Set problem:
Reproduce all entries verbatim, with nothing added or dropped.

[Part of a data file]
'''
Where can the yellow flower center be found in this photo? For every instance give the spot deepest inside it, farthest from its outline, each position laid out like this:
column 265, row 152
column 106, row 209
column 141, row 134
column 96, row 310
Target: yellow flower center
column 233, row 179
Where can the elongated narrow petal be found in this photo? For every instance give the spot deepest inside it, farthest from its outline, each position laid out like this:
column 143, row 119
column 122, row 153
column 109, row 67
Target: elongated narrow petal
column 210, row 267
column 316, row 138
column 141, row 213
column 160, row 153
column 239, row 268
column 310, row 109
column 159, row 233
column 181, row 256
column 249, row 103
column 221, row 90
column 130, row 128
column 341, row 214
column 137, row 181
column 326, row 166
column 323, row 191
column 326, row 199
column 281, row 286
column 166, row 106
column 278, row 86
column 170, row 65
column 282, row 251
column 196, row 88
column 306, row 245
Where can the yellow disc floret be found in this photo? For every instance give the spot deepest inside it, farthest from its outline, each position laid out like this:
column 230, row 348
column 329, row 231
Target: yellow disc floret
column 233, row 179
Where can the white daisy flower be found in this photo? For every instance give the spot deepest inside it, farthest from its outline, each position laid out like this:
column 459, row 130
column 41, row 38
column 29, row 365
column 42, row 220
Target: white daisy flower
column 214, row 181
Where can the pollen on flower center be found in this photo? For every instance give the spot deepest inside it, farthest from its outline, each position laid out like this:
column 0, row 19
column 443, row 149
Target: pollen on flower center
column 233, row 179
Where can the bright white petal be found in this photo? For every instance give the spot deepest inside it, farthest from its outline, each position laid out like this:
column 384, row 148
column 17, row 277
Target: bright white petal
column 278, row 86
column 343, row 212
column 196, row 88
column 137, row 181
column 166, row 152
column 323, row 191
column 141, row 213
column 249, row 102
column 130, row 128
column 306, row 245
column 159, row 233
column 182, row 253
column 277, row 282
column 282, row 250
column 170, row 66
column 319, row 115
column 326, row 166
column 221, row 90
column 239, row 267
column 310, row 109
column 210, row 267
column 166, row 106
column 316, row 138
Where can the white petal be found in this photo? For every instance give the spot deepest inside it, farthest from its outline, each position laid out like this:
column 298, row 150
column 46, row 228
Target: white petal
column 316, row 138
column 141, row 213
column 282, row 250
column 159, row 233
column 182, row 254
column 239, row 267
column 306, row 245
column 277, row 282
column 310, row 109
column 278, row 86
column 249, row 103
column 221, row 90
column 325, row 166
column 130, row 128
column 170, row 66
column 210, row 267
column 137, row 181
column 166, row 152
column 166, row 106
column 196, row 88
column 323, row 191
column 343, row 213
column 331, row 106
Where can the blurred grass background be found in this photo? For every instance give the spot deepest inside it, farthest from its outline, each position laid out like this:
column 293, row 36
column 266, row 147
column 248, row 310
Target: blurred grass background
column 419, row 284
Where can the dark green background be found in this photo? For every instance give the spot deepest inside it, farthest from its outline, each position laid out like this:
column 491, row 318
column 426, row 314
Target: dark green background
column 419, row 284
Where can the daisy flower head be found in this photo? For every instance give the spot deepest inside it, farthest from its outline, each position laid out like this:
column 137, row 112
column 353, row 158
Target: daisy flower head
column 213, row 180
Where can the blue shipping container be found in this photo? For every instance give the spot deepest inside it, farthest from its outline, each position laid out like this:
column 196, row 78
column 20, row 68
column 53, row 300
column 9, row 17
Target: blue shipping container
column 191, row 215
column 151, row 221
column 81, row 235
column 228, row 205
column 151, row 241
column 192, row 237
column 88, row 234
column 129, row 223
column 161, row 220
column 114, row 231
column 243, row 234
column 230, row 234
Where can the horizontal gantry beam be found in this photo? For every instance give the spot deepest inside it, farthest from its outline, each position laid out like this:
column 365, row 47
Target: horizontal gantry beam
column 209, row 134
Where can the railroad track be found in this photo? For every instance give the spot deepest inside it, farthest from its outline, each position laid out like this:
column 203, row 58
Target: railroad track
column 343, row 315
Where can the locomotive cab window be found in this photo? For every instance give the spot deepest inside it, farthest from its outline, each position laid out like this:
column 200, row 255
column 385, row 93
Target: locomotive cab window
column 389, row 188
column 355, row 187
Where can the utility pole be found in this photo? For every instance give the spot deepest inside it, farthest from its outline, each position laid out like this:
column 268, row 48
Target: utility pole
'''
Task answer:
Where can the yellow flower center be found in this photo? For every instance give the spot deepest inside it, farthest from its outline, each position laid out like this:
column 265, row 152
column 106, row 209
column 141, row 134
column 96, row 310
Target: yellow flower center
column 233, row 179
Where can the elongated narrow petal be found in this photo? For every instance give the spot deepest inside it, farthest from its outline, each position laid out like this:
column 143, row 119
column 122, row 153
column 109, row 67
Target: elongated narrow petal
column 210, row 267
column 316, row 138
column 141, row 213
column 160, row 153
column 239, row 268
column 310, row 109
column 159, row 233
column 181, row 256
column 249, row 103
column 221, row 90
column 130, row 128
column 341, row 214
column 137, row 181
column 326, row 166
column 323, row 191
column 326, row 199
column 281, row 286
column 166, row 106
column 278, row 86
column 170, row 65
column 282, row 251
column 196, row 88
column 306, row 245
Where can the yellow disc floret be found in this photo? For every instance give the spot deepest inside it, farthest from its outline, each position laid out like this:
column 230, row 348
column 329, row 231
Target: yellow disc floret
column 233, row 179
Where can the white daisy flower be found in this photo? For every instance give the spot deepest inside it, farthest from its outline, each position laid out like this:
column 459, row 130
column 41, row 38
column 29, row 365
column 42, row 220
Target: white daisy flower
column 214, row 181
Where can the pollen on flower center be found in this photo? For every instance give the spot deepest inside it, farthest from its outline, each position laid out like this:
column 0, row 19
column 443, row 149
Target: pollen on flower center
column 233, row 179
Where can the bright white petal be found in this photo? For every instance give the spot deepest inside it, farthest from its outline, each position laid out like this:
column 384, row 148
column 17, row 277
Target: bright white petal
column 278, row 86
column 343, row 212
column 196, row 88
column 137, row 181
column 166, row 152
column 323, row 191
column 141, row 213
column 249, row 102
column 130, row 128
column 306, row 245
column 159, row 233
column 182, row 253
column 277, row 282
column 282, row 250
column 170, row 66
column 319, row 115
column 326, row 166
column 221, row 90
column 239, row 267
column 310, row 109
column 210, row 267
column 166, row 106
column 316, row 138
Where can the white petal be found in this photo? For every instance give the spot deepest inside it, farthest from its outline, each position laid out like this:
column 298, row 150
column 46, row 228
Target: white petal
column 316, row 138
column 141, row 213
column 282, row 250
column 159, row 233
column 182, row 254
column 239, row 267
column 306, row 245
column 277, row 282
column 310, row 109
column 278, row 86
column 249, row 103
column 221, row 90
column 325, row 166
column 130, row 128
column 170, row 66
column 210, row 267
column 137, row 181
column 166, row 152
column 166, row 106
column 196, row 88
column 323, row 191
column 343, row 213
column 331, row 106
Where can the blurred grass background be found in this photo? For every instance give the spot deepest inside it, farthest from its outline, each position laid out like this:
column 293, row 36
column 266, row 147
column 248, row 310
Target: blurred grass background
column 419, row 284
Where can the dark green background be found in this photo? For every instance give the spot deepest inside it, farthest from its outline, each position laid out like this:
column 491, row 318
column 426, row 314
Target: dark green background
column 419, row 284
Where can the daisy flower head be found in this photo? For every instance give the spot deepest inside it, farthest from its outline, each position laid out like this:
column 137, row 112
column 353, row 158
Target: daisy flower head
column 213, row 180
Where can the blue shipping container be found in this photo? For every instance give the spot deepest inside it, farthest from its outline, each position laid out like this:
column 196, row 78
column 20, row 68
column 53, row 300
column 9, row 17
Target: blue shipping container
column 191, row 215
column 151, row 221
column 81, row 235
column 228, row 205
column 151, row 241
column 192, row 237
column 88, row 234
column 129, row 223
column 161, row 220
column 114, row 231
column 243, row 234
column 230, row 234
Where can the horizontal gantry beam be found in this photo? For every instance give the spot deepest inside it, farthest from its outline, each position laid out like this:
column 365, row 47
Target: horizontal gantry beam
column 209, row 134
Where can the railroad track be found in this photo? For every instance give the spot deepest inside it, farthest from its outline, each position laid out like this:
column 203, row 58
Target: railroad track
column 343, row 315
Where can the locomotive cab window be found in this photo? For every instance give the spot deepest inside it, farthest from its outline, each position laid out like this:
column 200, row 255
column 385, row 93
Target: locomotive cab window
column 389, row 188
column 355, row 187
Where can the utility pole be found in this photo? For every instance give the spot deepest inside it, farthest from its outline, each position laid out like this:
column 268, row 48
Target: utility pole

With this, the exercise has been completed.